| Information provided |

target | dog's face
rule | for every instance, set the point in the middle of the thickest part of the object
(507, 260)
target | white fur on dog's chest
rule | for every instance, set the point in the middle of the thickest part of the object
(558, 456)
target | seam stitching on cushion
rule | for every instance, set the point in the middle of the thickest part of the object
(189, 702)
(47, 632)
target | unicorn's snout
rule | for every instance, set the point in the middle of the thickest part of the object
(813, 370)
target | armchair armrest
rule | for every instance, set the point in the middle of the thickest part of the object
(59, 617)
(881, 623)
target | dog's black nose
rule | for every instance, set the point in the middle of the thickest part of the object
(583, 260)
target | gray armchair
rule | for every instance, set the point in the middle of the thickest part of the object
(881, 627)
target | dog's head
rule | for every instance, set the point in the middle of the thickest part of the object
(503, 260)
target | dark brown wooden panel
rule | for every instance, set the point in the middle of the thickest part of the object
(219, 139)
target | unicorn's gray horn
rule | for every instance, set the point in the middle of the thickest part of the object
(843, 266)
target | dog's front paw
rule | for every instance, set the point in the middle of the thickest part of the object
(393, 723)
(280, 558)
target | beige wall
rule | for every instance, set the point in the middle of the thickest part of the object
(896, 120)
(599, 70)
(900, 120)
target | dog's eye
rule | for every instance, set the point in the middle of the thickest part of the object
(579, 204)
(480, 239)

| What this task involves |
Using the records above, say how many lines contain the word "gray". Write the number alone.

| Exercise answer |
2